What you will do ::
1. In the Photoshop vs Photomatix thread, which camera does JCE say lacks bracketing?
2. Carry on the Photoshop vs Photomatix thread from the point where it stops.

Quoted passage ::
»»
# Photoshop vs Photomatix



## JCE (Feb 15, 2014)

I'm sure this has probably been discussed before, but I did a search for a thread title containing both words and looked through about the first 5 pages of this section of the forum and found nothing, other than a post saying Photomatix is "better".

I have PS Elements 12, and have just started to play with the HDR feature. I am not real happy with the results....the detail within the merged pictures looks weird. Yes, I am shooting still subjects. But, this is also difficult because I am having to touch the camera (d3200) since it doesn't have bracketing, so I am sure there may be some movement when adjusting shutter speed and resetting the shutter delay after each shot. D7100 is in the near future if/when Nikon puts them on sale....:thumbup:

Anyway I am wondering if Photomatix Essentials would be an upgrade, or even going with the pro but I am not sure I need that since photography is just a hobby. Or, maybe another software?

Thoughts, and any obvious qualities of one over the other? Thanks.

Regardless, I understand I may not get the full benefit until I get another camera....


----------



## JustJazzie (Feb 15, 2014)

I have cs6 and I have the photomatix free trial. I've only played around with HDR, but I've used both and IME, the photoshop hdr seems like a joke compared to photomatix. I've never loved an hdr I've created in photomatix, but when I tried it in photoshop the results were laughable. Maybe it's because I don't understand the programs or how to do good hdr.....
««
Dataset excerpts ::
»»
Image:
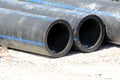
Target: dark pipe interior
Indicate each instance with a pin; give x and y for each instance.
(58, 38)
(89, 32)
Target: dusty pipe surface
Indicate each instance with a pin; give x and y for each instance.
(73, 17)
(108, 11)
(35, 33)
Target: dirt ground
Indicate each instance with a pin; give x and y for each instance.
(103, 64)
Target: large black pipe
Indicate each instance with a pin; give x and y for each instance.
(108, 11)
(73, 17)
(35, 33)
««
»»
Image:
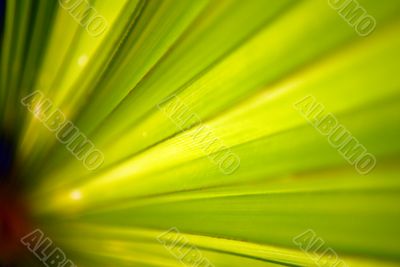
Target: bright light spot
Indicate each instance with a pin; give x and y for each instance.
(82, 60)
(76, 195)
««
»»
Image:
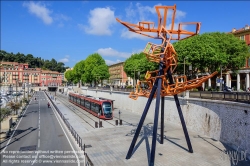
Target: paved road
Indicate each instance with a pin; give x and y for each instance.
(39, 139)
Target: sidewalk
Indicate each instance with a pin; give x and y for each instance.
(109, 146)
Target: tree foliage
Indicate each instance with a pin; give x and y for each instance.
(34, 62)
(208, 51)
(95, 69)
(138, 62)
««
Answer set ::
1. The Nikon D3200.

2.
Sorry I'm rambling. Photomatix should have a free trial. Mine never expired I just can't save my work until I buy the licensee, so I would just download that and decide for yourself!


----------



## HughGuessWho (Feb 15, 2014)

I have both photoshop cs6 and Photomatix. You can get pretty much the same results for HDR from both. However, I find Photomatix to me much quicker, easier and user friendly. Bottom line, however, is to each, his own. Give the free Photomatix trial a go. You just might like it. And the full purchased version is not too expensive.


----------



## JCE (Feb 15, 2014)

Been doing some more reading. The 'merge' tool in Elements seems to be lacking vs other HDR software. I agree since I can't seem to make it look decent. Photomatix it is.


----------



## D-B-J (Feb 15, 2014)

I've always had good success with photomatix.


Sent from my iPhone using Tapatalk


----------



## xj0hnx (Feb 16, 2014)

JustJazzie said:


> I have cs6 and I have the photomatix free trial. I've only played around with HDR, but I've used both and IME, the photoshop hdr seems like a joke compared to photomatix. I've never loved an hdr I've created in photomatix, but when I tried it in photoshop the results were laughable. Maybe it's because I don't understand the programs or how to do good hdr.....
> Sorry I'm rambling. Photomatix should have a free trial. Mine never expired I just can't save my work until I buy the licensee, so I would just download that and decide for yourself!



There's another method using Photoshops Merge to HDR Pro with Adobe Camera Raw ...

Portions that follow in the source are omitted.